▶ **Reading text**
>> START
# Attitash 1/23/16



## dlague (Jan 26, 2016)

*Attitash*

*Conditions:* Very firm/bullet proof/ice

*Trip Report:*
Well we were not going to ski Attitash because last year around this time the trails were rather crappy and not well taken care of.  However, we thought that we should give it another chance and this year was no different.  Unfortunately we arrived later than we would have liked but we got there in any case around 10:30.

When we arrived we headed right over to Bear Peak and skied down Avenger which is a great run but gets skied/snowboarded off quickly.   It was super hard with a very thin layer of PP.  We skied down Illusion where there was snow making going on and it skied well but there were whales so it was not an all-out cruiser.  After a couple more runs on that side we opted to head back over to Attitash proper to do another run before eating lunch.

After eating we headed to the summit on what feels like the slowest chair in the East.  We skied Upper and Lower Saco down to Idiots Option.  The run had decent coverage but every now and then the tails would wash out which was a little freaky.  Idiots Option was very firm and even though I sharped edges the night before it was not holding well.  That run is pretty straight and fast so it was fun in any case.
>> END
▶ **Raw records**
>> START
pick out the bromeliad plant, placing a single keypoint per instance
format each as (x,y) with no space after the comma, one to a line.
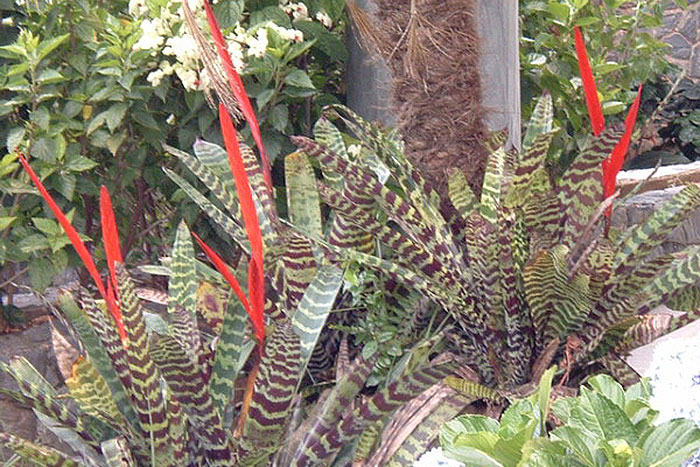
(145,395)
(528,272)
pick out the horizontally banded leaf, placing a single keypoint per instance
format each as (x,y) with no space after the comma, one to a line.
(182,292)
(492,190)
(216,156)
(473,389)
(366,441)
(424,435)
(231,227)
(211,306)
(111,364)
(298,264)
(313,309)
(645,237)
(540,121)
(145,387)
(619,369)
(327,134)
(314,448)
(542,215)
(89,389)
(580,189)
(389,149)
(116,453)
(303,202)
(85,450)
(670,443)
(683,271)
(401,211)
(39,455)
(686,299)
(461,194)
(558,305)
(275,387)
(516,318)
(38,394)
(530,175)
(190,389)
(403,389)
(228,350)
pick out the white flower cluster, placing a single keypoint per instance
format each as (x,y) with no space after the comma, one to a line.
(675,379)
(166,34)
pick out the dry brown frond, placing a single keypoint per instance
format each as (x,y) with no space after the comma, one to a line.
(212,66)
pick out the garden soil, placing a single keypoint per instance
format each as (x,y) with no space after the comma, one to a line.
(433,51)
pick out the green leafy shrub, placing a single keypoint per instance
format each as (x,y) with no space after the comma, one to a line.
(85,93)
(626,54)
(604,425)
(679,120)
(290,56)
(76,100)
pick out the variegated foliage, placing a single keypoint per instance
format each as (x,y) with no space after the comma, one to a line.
(169,393)
(526,263)
(169,396)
>> END
▶ **Challenge 1**
Using the Attitash trip report, decide whether each statement agrees with it: (a) The skiers reached Attitash around 10:30. (b) No snowmaking was happening on Illusion. (c) The chair to the summit seemed fast. Answer yes or no for each, quoting the deciding words.
▶ **Challenge 2**
Convert the raw records into a JSON list of strings with one string per line, leaving out blank lines and the picture.

▶ **Reply 1**
(a) Yes: "we got there in any case around 10:30"
(b) No: "We skied down Illusion where there was snow making going on"
(c) No: "what feels like the slowest chair in the East"

▶ **Reply 2**
[
  "pick out the bromeliad plant, placing a single keypoint per instance",
  "format each as (x,y) with no space after the comma, one to a line.",
  "(145,395)",
  "(528,272)",
  "pick out the horizontally banded leaf, placing a single keypoint per instance",
  "format each as (x,y) with no space after the comma, one to a line.",
  "(182,292)",
  "(492,190)",
  "(216,156)",
  "(473,389)",
  "(366,441)",
  "(424,435)",
  "(231,227)",
  "(211,306)",
  "(111,364)",
  "(298,264)",
  "(313,309)",
  "(645,237)",
  "(540,121)",
  "(145,387)",
  "(619,369)",
  "(327,134)",
  "(314,448)",
  "(542,215)",
  "(89,389)",
  "(580,189)",
  "(389,149)",
  "(116,453)",
  "(303,202)",
  "(85,450)",
  "(670,443)",
  "(683,271)",
  "(401,211)",
  "(39,455)",
  "(686,299)",
  "(461,194)",
  "(558,305)",
  "(275,387)",
  "(516,318)",
  "(38,394)",
  "(530,175)",
  "(190,389)",
  "(403,389)",
  "(228,350)",
  "pick out the white flower cluster, placing a single keypoint per instance",
  "format each as (x,y) with no space after the comma, one to a line.",
  "(675,379)",
  "(166,34)",
  "pick out the dry brown frond, placing a single keypoint per instance",
  "format each as (x,y) with no space after the comma, one to a line.",
  "(212,66)",
  "pick out the garden soil, placing a single keypoint per instance",
  "format each as (x,y) with no space after the comma, one to a line.",
  "(433,51)",
  "pick out the green leafy shrub, placing a single keypoint per instance",
  "format each as (x,y) with no space after the comma, one to a line.",
  "(85,93)",
  "(626,54)",
  "(604,425)",
  "(679,120)",
  "(290,56)",
  "(76,100)",
  "pick out the variegated foliage, placing a single keypoint per instance",
  "format each as (x,y) with no space after the comma, one to a line.",
  "(169,393)",
  "(526,263)",
  "(169,396)"
]